— WHAT IS REQUIRED —
Scan the entries for lines with the word "dark", then copy those lines.

— RECORDS PROVIDED —
++++++++++

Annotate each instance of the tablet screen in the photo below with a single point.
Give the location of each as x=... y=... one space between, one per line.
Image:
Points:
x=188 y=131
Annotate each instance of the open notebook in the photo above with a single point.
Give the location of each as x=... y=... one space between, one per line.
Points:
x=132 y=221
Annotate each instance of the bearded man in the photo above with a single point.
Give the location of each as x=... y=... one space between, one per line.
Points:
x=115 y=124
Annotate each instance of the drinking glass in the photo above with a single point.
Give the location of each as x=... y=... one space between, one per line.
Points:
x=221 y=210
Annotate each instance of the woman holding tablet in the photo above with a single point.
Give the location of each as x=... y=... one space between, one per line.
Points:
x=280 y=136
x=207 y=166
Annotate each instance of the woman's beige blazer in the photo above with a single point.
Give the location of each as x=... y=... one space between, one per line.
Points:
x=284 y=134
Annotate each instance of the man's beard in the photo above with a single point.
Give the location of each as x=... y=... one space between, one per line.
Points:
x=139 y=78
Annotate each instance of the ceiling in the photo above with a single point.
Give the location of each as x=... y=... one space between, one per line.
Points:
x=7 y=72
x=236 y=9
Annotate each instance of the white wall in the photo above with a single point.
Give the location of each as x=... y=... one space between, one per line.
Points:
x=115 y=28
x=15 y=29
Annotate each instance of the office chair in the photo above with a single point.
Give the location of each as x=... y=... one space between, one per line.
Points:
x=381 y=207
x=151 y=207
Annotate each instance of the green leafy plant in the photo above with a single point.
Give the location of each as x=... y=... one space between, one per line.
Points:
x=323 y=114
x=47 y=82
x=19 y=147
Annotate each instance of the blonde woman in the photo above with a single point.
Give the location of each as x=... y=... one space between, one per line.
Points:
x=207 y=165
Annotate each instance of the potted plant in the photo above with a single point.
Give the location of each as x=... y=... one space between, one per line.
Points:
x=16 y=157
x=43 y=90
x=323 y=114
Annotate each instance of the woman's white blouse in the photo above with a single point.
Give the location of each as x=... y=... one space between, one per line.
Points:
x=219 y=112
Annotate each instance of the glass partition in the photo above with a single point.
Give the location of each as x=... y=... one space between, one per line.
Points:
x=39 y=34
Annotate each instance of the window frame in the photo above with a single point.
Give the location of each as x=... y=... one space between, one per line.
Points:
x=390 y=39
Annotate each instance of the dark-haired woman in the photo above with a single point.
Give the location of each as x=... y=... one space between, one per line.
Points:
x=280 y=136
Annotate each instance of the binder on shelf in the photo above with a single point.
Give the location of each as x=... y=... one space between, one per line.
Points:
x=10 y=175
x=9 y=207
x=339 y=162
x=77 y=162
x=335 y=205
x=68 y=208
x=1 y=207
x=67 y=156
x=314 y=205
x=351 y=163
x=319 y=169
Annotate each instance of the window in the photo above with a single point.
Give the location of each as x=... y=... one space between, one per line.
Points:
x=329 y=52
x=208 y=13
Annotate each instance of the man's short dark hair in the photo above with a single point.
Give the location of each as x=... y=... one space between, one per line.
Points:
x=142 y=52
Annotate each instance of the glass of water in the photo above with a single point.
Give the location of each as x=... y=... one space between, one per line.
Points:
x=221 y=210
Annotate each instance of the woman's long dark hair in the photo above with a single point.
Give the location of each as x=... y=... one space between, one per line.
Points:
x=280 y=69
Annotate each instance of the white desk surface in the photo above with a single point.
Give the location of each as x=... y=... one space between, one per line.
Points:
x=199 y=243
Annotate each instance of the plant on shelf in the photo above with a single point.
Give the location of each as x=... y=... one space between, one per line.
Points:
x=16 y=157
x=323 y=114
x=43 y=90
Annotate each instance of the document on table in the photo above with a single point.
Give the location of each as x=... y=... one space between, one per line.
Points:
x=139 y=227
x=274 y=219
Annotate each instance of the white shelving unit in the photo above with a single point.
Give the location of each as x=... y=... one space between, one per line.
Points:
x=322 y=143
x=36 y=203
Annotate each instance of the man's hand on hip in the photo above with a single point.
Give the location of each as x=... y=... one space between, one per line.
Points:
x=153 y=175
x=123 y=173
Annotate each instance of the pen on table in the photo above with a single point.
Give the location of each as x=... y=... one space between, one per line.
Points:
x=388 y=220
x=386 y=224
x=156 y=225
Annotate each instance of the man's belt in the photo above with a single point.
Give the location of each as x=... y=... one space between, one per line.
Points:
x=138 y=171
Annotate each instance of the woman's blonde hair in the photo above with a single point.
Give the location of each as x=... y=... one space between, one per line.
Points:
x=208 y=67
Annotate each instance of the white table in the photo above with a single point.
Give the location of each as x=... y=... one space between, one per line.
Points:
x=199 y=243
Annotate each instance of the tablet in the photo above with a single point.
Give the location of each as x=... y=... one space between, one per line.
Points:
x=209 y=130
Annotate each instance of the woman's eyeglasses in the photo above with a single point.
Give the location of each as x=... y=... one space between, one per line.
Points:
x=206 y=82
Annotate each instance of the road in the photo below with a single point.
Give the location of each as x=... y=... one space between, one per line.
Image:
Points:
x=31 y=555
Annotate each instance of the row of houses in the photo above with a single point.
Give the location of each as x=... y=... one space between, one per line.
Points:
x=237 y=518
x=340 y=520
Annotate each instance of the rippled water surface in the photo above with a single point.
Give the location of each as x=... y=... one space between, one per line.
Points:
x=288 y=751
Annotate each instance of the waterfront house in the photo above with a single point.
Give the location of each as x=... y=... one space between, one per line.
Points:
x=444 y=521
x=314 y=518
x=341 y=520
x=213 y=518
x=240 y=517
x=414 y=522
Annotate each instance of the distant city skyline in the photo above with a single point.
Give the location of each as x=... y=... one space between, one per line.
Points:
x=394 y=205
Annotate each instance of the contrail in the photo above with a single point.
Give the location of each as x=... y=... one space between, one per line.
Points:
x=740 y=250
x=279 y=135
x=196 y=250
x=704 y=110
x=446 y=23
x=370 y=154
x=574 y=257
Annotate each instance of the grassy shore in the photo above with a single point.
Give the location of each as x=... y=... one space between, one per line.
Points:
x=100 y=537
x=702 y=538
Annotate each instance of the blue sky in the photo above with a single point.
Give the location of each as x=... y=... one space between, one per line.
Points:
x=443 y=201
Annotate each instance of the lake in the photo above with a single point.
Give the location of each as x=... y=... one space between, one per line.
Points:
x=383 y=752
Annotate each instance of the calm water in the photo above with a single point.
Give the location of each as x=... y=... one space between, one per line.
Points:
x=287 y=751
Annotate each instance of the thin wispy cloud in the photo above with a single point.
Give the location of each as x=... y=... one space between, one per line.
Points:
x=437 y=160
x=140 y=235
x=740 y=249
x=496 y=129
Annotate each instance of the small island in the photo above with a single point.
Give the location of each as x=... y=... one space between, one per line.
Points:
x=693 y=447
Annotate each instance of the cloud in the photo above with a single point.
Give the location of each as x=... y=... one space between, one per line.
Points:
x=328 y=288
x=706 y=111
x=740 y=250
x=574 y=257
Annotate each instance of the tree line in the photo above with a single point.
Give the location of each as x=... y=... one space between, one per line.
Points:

++++++++++

— WORKED SOLUTION —
Annotate each instance of the dark-haired woman in the photo above with a single point.
Annotate each instance of the man's short dark hair in the photo above with a single point.
Annotate each instance of the woman's long dark hair in the photo above with a single point.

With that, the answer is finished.